• [Given request]
Pick out each line below that contains the word "swimmer" and copy it.

• [Task input]

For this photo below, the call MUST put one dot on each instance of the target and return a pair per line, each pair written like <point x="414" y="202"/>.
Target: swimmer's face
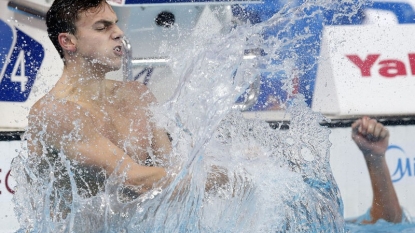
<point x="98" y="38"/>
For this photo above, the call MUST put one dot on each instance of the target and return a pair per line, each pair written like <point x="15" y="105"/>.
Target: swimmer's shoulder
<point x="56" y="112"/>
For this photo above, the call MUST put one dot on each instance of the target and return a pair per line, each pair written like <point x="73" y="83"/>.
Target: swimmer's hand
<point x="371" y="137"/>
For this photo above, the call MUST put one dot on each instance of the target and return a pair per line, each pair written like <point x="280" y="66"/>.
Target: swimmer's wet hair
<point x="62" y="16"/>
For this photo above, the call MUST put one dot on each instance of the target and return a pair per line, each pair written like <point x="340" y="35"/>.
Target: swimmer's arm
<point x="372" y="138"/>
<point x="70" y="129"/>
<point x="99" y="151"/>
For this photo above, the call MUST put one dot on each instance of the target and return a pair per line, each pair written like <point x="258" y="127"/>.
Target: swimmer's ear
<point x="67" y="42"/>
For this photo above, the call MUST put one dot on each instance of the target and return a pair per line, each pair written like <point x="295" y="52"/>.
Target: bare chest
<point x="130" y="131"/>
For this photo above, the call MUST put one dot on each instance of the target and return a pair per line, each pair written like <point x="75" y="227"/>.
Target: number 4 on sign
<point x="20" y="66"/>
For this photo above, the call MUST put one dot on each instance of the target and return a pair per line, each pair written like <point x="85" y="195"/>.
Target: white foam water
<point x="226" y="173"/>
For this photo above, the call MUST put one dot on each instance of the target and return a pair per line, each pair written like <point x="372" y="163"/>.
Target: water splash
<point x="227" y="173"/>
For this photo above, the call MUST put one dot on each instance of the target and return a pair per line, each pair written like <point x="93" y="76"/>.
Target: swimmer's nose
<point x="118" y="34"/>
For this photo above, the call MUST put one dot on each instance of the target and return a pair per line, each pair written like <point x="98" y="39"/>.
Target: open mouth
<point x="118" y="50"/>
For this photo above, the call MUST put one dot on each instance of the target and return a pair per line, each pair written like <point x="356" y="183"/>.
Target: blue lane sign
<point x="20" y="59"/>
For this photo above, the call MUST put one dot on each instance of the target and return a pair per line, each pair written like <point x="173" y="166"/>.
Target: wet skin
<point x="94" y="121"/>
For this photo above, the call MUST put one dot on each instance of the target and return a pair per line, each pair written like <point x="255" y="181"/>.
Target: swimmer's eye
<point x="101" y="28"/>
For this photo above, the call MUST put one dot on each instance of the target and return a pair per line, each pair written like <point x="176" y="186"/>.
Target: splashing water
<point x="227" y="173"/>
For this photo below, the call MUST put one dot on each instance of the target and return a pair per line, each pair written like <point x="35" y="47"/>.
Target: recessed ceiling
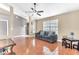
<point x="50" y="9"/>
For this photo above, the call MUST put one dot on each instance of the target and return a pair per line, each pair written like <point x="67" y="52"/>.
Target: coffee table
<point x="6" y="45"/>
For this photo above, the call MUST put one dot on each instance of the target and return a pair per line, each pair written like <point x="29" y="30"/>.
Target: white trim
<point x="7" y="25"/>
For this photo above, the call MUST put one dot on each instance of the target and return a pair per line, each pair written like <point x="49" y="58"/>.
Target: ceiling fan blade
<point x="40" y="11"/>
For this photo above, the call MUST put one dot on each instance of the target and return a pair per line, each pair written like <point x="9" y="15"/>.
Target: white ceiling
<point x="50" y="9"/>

==

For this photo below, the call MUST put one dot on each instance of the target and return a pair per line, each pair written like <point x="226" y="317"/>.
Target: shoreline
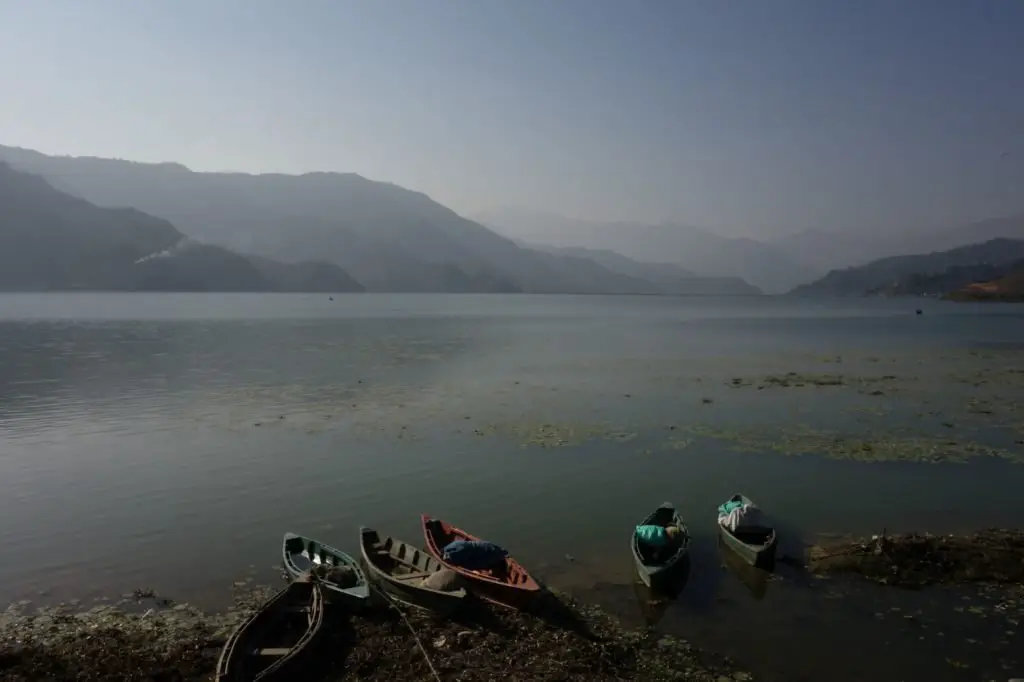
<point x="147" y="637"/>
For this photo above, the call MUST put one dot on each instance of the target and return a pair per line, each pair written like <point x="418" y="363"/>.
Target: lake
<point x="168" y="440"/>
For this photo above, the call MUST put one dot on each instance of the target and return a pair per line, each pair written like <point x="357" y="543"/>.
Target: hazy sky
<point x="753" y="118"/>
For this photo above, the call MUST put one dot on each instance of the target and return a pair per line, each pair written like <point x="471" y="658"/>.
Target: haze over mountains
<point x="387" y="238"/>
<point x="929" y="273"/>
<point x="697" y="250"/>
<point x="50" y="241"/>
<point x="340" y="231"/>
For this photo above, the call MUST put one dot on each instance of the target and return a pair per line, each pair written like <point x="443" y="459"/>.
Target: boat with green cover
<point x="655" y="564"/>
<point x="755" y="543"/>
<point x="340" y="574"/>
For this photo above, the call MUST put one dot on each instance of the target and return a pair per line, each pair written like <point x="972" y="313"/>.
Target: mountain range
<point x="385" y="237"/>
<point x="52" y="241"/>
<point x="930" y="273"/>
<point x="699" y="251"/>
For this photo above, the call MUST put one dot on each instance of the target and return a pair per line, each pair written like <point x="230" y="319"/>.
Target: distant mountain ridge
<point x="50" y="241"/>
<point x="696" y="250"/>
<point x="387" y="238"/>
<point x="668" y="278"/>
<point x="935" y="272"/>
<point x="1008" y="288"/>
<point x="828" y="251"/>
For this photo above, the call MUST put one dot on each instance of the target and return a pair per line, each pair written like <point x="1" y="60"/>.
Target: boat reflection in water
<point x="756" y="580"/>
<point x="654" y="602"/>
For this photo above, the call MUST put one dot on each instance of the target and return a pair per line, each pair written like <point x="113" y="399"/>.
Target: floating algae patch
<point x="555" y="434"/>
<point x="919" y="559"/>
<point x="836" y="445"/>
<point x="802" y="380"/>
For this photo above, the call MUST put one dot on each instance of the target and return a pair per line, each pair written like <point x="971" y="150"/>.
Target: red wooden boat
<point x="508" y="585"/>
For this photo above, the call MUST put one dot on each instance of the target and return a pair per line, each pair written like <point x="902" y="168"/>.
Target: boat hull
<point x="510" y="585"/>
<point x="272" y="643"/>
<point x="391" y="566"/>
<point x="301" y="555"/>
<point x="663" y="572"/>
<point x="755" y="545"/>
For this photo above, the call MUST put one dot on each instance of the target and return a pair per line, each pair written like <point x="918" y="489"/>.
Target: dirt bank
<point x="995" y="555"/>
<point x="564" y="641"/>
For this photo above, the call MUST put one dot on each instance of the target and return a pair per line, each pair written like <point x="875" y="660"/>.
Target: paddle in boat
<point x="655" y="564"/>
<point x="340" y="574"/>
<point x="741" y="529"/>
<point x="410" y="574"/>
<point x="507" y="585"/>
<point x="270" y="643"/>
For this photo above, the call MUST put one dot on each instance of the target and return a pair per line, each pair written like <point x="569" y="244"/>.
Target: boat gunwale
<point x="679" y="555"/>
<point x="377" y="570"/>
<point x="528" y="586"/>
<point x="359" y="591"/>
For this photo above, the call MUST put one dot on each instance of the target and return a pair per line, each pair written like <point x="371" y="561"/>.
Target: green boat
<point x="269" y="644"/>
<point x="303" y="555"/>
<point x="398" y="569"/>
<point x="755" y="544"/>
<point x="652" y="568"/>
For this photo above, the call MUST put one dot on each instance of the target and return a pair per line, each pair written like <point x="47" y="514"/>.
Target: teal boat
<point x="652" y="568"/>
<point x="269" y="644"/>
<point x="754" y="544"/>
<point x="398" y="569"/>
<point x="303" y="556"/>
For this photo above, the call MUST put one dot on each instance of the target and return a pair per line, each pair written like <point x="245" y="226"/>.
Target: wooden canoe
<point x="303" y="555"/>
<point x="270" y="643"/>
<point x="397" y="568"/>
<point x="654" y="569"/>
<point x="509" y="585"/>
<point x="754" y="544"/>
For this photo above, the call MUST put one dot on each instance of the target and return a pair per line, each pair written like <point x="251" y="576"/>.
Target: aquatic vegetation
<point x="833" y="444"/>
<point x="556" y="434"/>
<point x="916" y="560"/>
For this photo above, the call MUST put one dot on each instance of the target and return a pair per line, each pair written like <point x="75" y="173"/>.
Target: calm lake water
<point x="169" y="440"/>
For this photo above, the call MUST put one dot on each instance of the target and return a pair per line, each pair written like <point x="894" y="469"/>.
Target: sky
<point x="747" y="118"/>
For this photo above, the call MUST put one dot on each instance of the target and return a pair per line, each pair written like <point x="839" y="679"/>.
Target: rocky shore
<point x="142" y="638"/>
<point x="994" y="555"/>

• [Exercise result]
Target: swimmer's face
Target: swimmer's shoulder
Target: swimmer's hand
Target: swimmer's wet hair
Target: swimmer's arm
Target: swimmer's ear
Target: swimmer's nose
Target: swimmer's eye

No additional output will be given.